ZADANIE PISEMNE 1 :: Wymień wszystkie zespoły wspomniane w recenzji, poza samym Wormrot.
ZADANIE PISEMNE 2 :: Zaktualizuj fragment recenzji, zaczynając od "Obraz artykułu Wormrot" i kończąc na "nie powiedziano ostatniego słowa.", z tym że "klubach" zamień na "salach".

PODANY FRAGMENT ::
• • • •

Obraz artykułu Wormrot - "Hiss"

Wormrot - "Hiss"

85%

Najnowszy album Wormrot nie katapultuje zespołu na wielkie sceny. Zawsze będzie grać w małych klubach i pewnie nie przygarnie ich inna duża wytwórnia poza Earache, która oddycha już tylko dzięki reedycjom katalogu ze złotych lat działalności. Ale to nieistotne. Za sprawą "Hiss" grupa potwierdziła, że pomysłów wcale jej nie brakuje, a w grindcorze jeszcze nie powiedziano ostatniego słowa.

Wyspecjalizowany raczej w krótszych dystansach zespół z Singapuru od dawna przyciąga szerszym myśleniem na temat komponowania od wielu zespołów z podobnej przegródki. Zawsze dało się u nich wyczuć brawurę tożsamą z Discordance Axis czy Brutal Truth, zamiast maksymalnej destrukcji w stylu Terrorizer. Nie oznacza to bynajmniej, że podpatrują i bezmyślne kopiują patenty od weteranów, mają po prostu podobne podejście, które zakłada, że grindcore - pozornie hermetyczny, zakleszczony w sidłach pomysłów zapoczątkowanych ponad trzy dekady temu - może dawać znacznie więcej swobody niż chociażby metal progresywny.

 

Wormrot nie musi kurczowo trzymać się koncepcji przerobionych przez starszych kolegów, zamiast tego zdejmuje stopę z hamulca i rusza w tylko sobie znanym kierunku. W jakimś sensie najnowsze dziecko azjatyckiego składu jest albumem przygodowym. Dzieje się tutaj bardzo wiele, a stylistyczne widełki grindu nie ograniczają, raczej pomagają w poszukiwaniu innych środków wyrazu, bo czy wycieczka nie brzmi lepiej, jeśli pomaga w niej gradobicie blastów i atak utworów z odrzutowymi tempami?

 

Szybkość uchodzi za decydujący budulec grindcore'u - byle prędzej, byle więcej, byle do celu, ale nie wiadomo jakiego. Na szczęście Wormrot nie ma potrzeby gimnastykowania się i pokazywania swoich umiejętności, ale bez obaw - werwy mu nie brakuje. Na "Hiss" nadal dominuje gonitwa przed siebie, bo w takiej konwencji muzyka Singapurczyków wybrzmiewa najlepiej, ale na samym wykręcaniu setek BPM-ów zabawa się nie kończy. Dużo dobrego ukazuje singlowy "Behind Closed Doors". Zanim zespół na dobre się rozpędzi, w ramach startu serwuje niemal thrashowy riff, parę zmian melodycznych, a później maksimum hałasu - wszystko w ciągu niespełna półtorej minuty.

• • • •

WYODRĘBNIONE WPISY ::
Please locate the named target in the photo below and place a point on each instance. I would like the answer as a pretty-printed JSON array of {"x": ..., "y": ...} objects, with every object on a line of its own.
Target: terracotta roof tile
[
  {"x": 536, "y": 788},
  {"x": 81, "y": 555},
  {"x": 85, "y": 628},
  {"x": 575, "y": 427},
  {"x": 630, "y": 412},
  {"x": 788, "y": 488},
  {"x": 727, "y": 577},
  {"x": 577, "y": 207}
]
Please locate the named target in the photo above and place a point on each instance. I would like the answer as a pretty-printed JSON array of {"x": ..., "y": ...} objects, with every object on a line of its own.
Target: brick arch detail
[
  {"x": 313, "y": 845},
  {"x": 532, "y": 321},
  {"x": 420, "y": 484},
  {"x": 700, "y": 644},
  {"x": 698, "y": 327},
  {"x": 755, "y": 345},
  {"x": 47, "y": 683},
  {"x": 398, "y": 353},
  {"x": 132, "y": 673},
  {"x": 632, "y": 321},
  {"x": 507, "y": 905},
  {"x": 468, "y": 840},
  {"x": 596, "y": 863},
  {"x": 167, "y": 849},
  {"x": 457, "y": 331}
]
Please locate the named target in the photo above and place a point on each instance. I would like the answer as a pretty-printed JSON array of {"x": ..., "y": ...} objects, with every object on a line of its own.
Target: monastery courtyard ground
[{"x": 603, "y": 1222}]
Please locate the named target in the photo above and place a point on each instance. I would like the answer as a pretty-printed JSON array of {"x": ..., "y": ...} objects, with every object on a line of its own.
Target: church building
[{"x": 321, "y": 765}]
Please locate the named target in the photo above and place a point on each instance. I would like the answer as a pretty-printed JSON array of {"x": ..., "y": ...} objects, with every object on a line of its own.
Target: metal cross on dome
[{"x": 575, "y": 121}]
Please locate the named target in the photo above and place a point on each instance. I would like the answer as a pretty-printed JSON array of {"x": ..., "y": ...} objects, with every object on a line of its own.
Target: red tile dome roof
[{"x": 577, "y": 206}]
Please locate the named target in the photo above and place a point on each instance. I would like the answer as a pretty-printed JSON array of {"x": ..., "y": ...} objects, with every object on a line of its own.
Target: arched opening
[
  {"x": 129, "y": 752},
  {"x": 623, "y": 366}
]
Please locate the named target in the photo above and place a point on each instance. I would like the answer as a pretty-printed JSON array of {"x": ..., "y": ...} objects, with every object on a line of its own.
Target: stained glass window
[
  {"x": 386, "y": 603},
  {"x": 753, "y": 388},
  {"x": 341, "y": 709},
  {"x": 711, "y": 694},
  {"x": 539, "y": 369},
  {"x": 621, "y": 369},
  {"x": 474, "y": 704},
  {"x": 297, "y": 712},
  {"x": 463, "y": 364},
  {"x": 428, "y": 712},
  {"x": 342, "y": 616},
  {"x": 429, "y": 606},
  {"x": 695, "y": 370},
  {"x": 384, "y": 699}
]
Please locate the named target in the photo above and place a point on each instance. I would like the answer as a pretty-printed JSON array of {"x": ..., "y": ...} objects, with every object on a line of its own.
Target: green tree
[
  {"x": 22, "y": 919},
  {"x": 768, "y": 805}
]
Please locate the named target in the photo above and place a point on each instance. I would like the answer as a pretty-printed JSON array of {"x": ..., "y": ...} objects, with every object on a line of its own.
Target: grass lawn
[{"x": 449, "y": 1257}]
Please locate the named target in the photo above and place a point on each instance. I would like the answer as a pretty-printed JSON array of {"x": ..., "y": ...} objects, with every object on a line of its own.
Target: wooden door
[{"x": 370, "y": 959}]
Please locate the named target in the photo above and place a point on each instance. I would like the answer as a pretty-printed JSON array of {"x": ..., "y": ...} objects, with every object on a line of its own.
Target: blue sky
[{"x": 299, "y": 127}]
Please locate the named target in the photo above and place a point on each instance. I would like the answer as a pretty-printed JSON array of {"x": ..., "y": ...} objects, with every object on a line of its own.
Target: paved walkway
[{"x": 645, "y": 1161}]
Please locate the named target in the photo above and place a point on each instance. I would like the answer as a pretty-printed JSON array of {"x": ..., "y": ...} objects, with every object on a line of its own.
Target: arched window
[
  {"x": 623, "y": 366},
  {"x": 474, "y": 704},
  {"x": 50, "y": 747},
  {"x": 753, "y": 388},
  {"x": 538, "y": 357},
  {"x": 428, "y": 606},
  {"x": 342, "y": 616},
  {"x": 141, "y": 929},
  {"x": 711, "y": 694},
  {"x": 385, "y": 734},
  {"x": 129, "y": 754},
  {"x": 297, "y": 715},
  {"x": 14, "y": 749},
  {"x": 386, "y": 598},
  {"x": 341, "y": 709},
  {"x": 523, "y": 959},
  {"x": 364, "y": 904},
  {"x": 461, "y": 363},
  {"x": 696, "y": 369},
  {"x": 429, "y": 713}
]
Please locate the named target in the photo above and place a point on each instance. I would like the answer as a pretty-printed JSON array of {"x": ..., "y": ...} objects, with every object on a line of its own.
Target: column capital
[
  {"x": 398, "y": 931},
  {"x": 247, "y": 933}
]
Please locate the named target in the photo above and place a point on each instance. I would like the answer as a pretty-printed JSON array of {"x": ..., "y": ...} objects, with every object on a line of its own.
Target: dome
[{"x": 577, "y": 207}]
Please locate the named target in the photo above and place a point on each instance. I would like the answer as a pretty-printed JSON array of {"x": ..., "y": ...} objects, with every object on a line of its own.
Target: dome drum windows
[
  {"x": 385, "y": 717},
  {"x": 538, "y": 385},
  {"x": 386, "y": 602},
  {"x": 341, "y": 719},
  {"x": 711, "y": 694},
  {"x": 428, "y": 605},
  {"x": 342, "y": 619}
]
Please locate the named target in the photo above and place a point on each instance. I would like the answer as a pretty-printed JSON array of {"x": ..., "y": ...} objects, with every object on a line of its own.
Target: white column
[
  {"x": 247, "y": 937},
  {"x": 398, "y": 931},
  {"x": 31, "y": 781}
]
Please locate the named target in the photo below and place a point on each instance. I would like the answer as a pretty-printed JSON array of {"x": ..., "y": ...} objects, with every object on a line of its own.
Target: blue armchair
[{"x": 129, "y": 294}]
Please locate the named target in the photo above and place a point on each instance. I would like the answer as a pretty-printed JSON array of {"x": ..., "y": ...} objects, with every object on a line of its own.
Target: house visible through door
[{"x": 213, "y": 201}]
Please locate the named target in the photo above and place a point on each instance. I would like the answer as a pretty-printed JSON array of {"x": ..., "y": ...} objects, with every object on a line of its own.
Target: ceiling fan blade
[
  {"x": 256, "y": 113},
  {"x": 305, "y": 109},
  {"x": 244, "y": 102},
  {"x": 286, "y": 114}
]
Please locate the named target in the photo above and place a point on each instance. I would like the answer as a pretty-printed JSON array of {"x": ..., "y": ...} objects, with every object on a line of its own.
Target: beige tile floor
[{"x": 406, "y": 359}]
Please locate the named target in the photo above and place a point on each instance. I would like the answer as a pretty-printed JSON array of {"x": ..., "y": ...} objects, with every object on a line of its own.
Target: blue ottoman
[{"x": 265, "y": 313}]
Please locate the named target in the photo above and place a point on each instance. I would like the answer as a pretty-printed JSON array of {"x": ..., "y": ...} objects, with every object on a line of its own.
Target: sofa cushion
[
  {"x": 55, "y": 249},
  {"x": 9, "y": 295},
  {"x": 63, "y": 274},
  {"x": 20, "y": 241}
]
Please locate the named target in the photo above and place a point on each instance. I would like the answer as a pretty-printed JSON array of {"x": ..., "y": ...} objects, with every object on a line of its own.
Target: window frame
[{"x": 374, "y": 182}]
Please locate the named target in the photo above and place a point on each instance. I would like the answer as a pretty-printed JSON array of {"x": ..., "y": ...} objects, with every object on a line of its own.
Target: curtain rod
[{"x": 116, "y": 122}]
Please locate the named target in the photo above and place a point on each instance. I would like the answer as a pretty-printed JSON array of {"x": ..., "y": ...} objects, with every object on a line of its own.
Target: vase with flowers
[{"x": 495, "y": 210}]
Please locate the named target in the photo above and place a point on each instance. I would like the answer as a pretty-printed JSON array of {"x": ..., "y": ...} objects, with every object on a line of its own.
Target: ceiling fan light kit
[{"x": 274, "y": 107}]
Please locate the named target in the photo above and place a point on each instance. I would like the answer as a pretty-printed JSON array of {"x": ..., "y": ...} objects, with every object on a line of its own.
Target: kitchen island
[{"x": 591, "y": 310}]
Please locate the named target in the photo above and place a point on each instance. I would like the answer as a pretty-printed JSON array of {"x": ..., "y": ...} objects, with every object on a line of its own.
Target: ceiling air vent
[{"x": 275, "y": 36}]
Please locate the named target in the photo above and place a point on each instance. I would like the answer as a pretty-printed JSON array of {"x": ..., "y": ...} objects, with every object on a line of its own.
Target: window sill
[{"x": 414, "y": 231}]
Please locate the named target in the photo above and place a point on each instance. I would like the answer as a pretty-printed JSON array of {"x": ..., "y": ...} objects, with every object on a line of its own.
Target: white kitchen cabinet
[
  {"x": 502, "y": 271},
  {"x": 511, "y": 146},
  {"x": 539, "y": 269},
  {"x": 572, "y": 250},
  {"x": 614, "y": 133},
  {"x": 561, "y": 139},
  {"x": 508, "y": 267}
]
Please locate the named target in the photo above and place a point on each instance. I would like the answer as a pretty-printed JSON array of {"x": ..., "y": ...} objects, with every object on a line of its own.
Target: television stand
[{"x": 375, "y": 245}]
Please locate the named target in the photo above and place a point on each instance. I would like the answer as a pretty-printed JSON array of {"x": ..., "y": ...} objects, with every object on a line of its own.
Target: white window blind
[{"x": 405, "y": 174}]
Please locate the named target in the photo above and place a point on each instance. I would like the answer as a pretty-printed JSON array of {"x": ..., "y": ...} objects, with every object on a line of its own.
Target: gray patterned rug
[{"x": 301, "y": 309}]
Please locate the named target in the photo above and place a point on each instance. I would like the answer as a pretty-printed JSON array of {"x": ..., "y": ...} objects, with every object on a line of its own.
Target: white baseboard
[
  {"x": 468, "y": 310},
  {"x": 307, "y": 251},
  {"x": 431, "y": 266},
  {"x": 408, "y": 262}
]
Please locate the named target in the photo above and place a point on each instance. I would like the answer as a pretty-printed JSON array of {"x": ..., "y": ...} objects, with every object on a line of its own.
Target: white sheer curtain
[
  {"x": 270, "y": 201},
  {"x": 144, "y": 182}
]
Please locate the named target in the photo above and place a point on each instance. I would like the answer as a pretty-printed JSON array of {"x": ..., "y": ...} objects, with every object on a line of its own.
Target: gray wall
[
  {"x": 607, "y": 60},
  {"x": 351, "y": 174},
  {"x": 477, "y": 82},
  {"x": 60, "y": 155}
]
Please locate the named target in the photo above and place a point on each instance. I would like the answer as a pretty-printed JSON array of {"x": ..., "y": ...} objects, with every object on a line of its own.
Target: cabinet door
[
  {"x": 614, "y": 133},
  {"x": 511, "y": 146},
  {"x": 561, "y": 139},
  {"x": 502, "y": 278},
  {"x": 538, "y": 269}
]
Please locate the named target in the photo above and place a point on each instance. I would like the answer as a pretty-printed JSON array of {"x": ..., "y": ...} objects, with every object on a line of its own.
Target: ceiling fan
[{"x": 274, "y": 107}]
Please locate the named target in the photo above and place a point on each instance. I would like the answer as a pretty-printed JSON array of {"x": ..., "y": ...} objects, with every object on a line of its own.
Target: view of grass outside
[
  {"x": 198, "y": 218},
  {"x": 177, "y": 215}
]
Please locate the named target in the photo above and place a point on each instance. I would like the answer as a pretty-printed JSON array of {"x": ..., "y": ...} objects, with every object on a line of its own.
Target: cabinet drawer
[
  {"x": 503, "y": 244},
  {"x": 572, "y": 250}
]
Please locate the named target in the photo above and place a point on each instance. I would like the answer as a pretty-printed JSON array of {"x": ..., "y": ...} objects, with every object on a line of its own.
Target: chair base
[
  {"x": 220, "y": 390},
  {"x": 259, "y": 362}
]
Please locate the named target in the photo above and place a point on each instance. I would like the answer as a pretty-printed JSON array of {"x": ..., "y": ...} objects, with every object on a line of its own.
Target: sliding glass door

• • • •

ROZWIĄZANIE ZADANIA 1 :: Discordance Axis, Brutal Truth, Terrorizer

ROZWIĄZANIE ZADANIA 2 ::
Obraz artykułu Wormrot - "Hiss"

Wormrot - "Hiss"

85%

Najnowszy album Wormrot nie katapultuje zespołu na wielkie sceny. Zawsze będzie grać w małych salach i pewnie nie przygarnie ich inna duża wytwórnia poza Earache, która oddycha już tylko dzięki reedycjom katalogu ze złotych lat działalności. Ale to nieistotne. Za sprawą "Hiss" grupa potwierdziła, że pomysłów wcale jej nie brakuje, a w grindcorze jeszcze nie powiedziano ostatniego słowa.